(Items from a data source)
=====

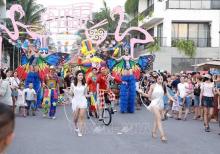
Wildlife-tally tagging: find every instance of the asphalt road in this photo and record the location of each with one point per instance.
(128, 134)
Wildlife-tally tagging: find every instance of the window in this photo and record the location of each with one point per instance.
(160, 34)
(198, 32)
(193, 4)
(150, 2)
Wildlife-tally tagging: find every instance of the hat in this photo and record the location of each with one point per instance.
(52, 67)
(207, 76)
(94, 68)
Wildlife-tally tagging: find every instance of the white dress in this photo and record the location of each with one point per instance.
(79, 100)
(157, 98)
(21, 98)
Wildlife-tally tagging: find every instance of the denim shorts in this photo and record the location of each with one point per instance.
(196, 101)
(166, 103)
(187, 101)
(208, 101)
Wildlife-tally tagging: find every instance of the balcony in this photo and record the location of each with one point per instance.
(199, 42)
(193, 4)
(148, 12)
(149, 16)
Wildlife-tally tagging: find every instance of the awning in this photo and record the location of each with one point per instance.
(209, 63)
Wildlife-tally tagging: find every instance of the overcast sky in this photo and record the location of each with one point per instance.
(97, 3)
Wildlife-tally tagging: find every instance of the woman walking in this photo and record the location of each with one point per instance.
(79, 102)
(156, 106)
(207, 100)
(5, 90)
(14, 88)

=====

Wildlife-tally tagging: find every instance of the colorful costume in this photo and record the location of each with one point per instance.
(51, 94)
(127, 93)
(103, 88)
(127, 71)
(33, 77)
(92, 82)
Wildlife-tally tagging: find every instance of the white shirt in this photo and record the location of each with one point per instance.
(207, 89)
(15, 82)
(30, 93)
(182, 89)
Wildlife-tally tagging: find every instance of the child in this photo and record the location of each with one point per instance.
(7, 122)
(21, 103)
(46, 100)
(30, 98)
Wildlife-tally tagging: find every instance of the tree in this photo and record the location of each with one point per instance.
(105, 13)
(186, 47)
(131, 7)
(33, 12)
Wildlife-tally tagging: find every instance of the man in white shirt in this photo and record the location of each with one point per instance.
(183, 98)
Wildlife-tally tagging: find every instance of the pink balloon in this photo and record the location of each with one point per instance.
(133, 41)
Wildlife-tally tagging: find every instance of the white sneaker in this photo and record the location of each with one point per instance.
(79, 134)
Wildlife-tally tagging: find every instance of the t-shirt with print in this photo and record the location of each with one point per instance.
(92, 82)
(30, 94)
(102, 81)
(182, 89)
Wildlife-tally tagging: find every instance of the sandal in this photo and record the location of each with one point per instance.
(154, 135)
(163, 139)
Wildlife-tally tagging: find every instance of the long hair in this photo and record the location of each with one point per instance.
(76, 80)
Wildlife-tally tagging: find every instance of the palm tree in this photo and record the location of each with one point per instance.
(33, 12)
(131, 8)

=====

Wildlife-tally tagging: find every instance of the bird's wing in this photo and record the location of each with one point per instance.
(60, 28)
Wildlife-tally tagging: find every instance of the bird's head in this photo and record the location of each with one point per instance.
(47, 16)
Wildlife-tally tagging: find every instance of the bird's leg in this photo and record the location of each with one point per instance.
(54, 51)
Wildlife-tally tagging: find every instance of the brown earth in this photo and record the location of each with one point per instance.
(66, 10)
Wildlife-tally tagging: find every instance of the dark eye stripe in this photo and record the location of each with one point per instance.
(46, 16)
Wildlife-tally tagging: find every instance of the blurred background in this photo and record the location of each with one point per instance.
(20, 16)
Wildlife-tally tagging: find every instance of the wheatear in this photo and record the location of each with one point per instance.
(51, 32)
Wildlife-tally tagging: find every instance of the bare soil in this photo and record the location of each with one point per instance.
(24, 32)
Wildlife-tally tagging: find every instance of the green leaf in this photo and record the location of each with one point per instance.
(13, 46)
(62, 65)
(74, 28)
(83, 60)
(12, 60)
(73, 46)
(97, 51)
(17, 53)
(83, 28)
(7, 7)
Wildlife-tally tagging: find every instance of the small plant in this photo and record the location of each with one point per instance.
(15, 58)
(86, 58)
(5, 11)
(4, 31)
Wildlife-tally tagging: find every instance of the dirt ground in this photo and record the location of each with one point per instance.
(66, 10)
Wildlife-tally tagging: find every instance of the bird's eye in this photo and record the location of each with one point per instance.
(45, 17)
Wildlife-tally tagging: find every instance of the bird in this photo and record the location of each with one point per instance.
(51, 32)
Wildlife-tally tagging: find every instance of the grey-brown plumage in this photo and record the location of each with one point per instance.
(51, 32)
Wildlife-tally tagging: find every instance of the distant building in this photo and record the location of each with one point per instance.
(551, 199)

=====

Extract each line of the entries above that contains the word "brown". Case counts, so a line with only a differently capitalized form does not match.

#### [Full response]
Wildlife-tally tagging: find every instance of the brown earth in this photo and record the location of each with one point per instance.
Wildlife-tally tagging: find every instance of the grey-brown plumage in this photo and record the location of each with one point per instance.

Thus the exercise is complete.